» **RECORD SET**:
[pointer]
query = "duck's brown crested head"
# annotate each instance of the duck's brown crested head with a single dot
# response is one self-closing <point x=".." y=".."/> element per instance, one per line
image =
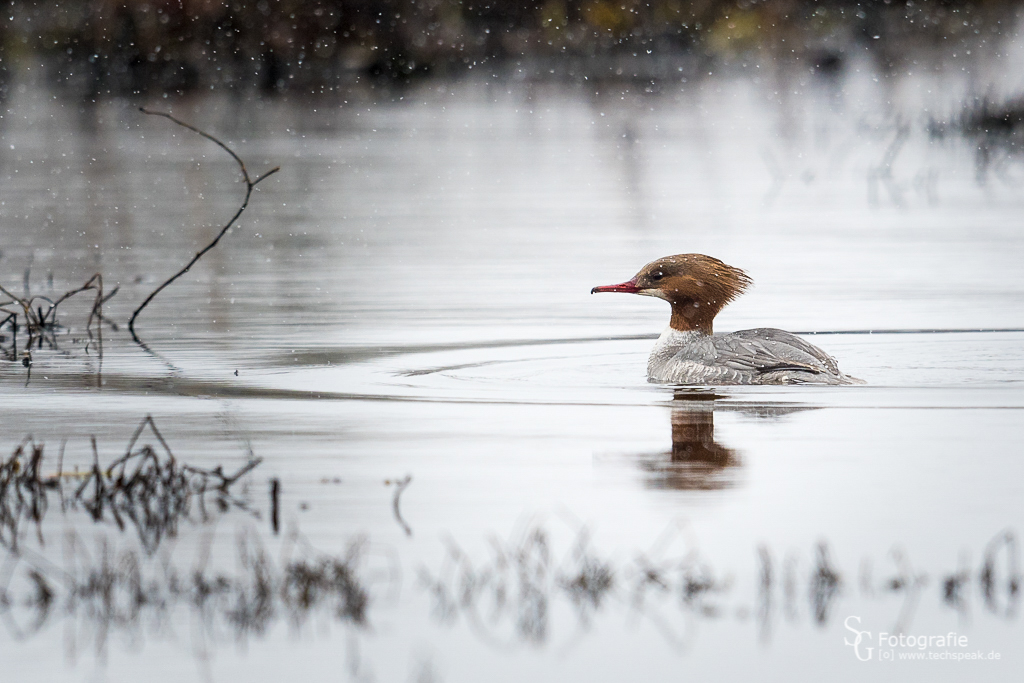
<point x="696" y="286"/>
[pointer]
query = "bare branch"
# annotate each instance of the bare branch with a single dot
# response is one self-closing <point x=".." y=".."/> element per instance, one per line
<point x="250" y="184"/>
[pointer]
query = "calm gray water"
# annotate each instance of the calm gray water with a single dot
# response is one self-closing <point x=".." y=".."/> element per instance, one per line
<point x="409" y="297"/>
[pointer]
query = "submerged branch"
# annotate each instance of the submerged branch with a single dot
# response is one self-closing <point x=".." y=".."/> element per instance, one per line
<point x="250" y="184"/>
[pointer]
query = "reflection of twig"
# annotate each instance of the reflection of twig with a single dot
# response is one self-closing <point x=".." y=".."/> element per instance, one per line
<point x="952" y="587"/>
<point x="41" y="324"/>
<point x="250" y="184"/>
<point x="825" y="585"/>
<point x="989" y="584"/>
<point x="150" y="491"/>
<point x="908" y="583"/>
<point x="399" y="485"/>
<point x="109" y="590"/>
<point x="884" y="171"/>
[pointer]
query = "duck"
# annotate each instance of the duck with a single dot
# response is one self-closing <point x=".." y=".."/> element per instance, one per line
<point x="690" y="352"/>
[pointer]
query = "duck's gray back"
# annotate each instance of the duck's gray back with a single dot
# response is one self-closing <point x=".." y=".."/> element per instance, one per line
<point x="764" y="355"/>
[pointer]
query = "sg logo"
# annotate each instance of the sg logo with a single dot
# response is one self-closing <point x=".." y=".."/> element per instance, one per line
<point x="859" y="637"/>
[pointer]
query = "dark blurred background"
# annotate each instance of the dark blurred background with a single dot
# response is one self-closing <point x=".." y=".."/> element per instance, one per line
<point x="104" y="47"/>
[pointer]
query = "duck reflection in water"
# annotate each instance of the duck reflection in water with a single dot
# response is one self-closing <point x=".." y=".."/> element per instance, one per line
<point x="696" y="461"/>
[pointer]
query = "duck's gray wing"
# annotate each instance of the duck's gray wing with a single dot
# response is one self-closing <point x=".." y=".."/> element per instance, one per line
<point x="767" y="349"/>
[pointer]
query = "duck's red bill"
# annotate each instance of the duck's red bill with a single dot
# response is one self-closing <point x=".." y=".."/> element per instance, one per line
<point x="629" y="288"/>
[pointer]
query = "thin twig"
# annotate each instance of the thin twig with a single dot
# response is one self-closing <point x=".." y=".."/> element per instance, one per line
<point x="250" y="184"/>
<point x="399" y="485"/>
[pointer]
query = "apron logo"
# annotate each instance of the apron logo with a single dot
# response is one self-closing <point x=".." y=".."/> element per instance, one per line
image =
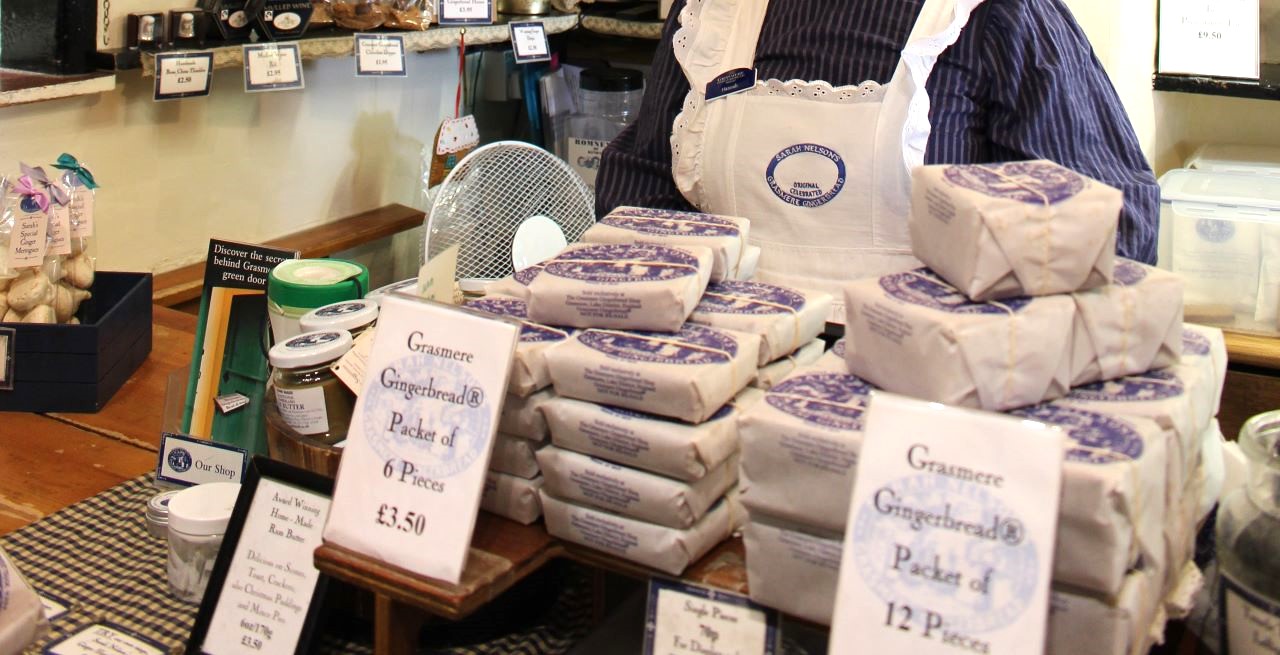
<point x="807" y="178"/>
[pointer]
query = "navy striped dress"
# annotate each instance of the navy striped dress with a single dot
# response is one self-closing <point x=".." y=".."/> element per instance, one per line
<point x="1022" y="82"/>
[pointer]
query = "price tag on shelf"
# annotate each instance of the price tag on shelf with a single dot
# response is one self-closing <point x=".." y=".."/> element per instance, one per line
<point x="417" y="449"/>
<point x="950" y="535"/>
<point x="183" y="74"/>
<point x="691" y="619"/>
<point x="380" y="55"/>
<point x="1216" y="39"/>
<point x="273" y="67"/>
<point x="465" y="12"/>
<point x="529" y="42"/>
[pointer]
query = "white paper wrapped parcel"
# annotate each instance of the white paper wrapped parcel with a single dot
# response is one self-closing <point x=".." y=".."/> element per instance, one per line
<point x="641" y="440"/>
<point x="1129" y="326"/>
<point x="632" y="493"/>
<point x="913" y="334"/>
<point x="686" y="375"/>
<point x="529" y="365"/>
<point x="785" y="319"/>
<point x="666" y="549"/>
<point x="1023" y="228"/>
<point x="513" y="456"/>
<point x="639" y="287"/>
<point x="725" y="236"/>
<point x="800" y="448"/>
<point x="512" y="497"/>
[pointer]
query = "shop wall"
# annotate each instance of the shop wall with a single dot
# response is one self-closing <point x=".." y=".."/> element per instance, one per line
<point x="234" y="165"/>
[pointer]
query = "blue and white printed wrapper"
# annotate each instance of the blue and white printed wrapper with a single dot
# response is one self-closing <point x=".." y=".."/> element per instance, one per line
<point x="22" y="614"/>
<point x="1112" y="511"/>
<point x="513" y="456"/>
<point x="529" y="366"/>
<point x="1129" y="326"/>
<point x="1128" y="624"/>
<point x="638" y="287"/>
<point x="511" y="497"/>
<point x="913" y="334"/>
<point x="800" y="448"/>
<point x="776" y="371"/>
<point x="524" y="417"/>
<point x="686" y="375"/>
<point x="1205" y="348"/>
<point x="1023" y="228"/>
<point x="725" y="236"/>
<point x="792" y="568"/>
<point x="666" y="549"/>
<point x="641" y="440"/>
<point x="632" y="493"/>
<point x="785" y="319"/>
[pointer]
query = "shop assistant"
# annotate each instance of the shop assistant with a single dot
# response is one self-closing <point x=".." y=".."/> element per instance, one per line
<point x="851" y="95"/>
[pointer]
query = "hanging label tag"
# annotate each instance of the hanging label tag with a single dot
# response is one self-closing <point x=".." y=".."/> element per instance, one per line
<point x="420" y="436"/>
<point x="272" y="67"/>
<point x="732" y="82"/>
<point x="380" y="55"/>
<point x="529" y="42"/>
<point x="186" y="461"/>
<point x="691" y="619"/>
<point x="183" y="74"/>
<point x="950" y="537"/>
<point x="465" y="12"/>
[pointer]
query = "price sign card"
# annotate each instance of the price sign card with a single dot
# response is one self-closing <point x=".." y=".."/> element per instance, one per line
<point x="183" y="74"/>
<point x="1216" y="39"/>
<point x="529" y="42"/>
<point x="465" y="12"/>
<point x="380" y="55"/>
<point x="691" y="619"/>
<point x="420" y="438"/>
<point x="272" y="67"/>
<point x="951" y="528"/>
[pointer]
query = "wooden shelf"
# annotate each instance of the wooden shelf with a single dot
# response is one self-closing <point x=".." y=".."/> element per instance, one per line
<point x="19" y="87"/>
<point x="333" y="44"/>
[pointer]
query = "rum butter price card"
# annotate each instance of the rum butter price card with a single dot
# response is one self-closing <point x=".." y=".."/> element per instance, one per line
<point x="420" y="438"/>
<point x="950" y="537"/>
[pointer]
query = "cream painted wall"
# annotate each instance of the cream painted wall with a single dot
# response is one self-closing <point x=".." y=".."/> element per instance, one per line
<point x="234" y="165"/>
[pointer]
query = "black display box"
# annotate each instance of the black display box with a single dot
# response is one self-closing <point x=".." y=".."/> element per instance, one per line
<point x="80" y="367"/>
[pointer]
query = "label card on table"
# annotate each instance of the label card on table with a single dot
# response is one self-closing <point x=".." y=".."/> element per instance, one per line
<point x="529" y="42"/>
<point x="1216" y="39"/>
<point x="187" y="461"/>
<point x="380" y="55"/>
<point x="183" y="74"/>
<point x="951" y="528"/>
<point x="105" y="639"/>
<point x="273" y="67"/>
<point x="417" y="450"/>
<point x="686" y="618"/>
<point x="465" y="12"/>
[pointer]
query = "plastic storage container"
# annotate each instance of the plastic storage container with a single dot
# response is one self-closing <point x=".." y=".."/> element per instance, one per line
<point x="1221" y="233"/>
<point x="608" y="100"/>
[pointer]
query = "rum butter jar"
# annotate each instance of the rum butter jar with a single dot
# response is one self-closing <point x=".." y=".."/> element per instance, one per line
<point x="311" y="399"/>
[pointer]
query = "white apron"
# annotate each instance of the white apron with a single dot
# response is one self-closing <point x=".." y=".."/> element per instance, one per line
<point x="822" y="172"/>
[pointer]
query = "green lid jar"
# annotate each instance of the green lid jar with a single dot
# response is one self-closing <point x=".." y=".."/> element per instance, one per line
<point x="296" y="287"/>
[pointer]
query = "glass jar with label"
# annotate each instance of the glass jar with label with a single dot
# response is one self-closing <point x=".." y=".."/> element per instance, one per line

» **WORK INSTRUCTIONS**:
List each line of the listing above that contains the string "bare". Treat uppercase and lowercase as different, so a line counts only if the case matches.

» **FINAL ANSWER**:
query = "bare branch"
# annotate each instance of the bare branch with a single dot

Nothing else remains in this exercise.